Reproduce the listing from its beginning through the line containing "positive clicks: (28, 447)", substituting "cues" for "prompts" and leaving everything else unchanged.

(Stored data)

────────────────

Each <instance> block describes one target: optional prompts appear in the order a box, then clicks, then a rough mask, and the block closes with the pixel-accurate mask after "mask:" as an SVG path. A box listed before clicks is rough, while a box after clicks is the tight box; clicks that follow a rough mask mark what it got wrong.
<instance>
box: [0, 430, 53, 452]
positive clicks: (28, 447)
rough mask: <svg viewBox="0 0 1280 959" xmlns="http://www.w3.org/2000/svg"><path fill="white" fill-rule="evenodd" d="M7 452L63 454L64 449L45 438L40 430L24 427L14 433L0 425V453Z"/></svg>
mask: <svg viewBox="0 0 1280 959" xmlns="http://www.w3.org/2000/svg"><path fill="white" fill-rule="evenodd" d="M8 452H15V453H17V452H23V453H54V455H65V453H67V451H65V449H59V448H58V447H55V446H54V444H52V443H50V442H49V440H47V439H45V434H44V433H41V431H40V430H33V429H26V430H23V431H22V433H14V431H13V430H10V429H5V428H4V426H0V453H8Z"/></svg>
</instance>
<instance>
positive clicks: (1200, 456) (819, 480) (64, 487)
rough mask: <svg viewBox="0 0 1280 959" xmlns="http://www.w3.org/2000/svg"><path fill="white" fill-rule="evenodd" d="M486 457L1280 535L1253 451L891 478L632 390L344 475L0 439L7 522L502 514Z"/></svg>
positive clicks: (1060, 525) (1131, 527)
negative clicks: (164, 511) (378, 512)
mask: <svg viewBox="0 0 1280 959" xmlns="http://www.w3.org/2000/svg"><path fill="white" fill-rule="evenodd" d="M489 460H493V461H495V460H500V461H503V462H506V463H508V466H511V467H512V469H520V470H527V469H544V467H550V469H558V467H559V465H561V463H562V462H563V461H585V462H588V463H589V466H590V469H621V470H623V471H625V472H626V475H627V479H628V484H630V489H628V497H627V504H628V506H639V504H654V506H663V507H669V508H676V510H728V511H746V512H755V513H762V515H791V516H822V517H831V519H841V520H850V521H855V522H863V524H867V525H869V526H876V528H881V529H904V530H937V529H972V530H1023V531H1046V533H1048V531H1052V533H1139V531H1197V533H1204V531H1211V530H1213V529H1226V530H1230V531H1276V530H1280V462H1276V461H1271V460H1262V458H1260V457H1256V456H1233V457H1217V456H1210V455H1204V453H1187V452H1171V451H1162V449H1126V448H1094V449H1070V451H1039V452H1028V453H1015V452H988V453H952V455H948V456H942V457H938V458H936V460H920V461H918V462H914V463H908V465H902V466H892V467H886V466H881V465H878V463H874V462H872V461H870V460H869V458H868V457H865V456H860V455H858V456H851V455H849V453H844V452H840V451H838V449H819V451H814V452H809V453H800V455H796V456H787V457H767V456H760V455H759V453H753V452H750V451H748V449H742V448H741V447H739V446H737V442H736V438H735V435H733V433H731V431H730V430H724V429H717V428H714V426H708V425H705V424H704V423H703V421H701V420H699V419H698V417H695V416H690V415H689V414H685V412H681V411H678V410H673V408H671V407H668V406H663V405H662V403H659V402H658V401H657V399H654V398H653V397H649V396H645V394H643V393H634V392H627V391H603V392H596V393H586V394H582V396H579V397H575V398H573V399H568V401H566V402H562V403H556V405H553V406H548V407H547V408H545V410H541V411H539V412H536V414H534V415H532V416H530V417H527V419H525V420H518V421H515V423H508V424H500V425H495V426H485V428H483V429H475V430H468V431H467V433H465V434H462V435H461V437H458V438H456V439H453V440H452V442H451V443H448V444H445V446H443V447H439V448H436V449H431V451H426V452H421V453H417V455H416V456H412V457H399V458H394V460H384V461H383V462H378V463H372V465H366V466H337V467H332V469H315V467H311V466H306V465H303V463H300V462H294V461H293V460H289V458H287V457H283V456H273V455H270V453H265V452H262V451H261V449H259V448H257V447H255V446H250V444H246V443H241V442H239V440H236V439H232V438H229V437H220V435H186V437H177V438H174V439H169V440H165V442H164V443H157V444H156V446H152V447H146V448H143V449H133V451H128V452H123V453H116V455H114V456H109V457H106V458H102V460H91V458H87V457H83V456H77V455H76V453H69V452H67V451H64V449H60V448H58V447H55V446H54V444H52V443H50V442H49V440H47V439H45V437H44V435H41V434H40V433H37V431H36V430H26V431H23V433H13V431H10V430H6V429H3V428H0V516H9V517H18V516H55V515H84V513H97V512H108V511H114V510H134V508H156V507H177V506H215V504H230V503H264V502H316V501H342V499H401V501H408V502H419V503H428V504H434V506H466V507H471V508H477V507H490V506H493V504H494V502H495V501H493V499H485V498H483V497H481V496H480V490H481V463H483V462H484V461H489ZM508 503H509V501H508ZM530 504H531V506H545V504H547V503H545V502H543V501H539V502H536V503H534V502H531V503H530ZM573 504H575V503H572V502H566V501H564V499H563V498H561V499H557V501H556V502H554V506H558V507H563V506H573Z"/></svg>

────────────────

### [Completed exercise]
Each <instance> block describes one target: optional cues appear in the order a box, then clicks, then a rough mask, and the block closes with the pixel-accurate mask after "mask:" as an SVG path. A box listed before clicks is rough, while a box after clicks is the tight box; clicks that follow a rough mask mark what it got wrong.
<instance>
box: [0, 430, 53, 452]
positive clicks: (28, 447)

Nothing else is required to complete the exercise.